▸ THE TASK: Set down, word for word, every line of the listing below, starting with the one that contains "If you could tag the player" and ending with the final line. Include nothing else.

▸ SUPPLIED RECORDS:
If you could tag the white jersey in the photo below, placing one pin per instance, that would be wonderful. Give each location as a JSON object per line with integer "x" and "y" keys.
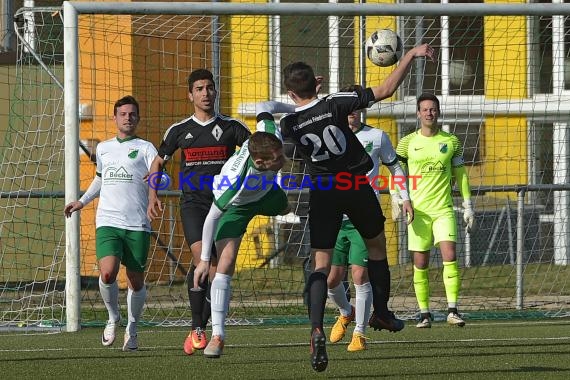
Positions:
{"x": 239, "y": 182}
{"x": 123, "y": 199}
{"x": 378, "y": 146}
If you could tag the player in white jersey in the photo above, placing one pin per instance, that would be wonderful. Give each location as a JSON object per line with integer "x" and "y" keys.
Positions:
{"x": 350, "y": 248}
{"x": 122, "y": 226}
{"x": 244, "y": 188}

▸ YOUR RESPONSE:
If you could tag the player in white jersey in the photo above, placing one pin per instance, that would be wonderful. Give each location as a JSON object per line with integer "x" and "y" keys.
Positions:
{"x": 350, "y": 248}
{"x": 122, "y": 226}
{"x": 244, "y": 188}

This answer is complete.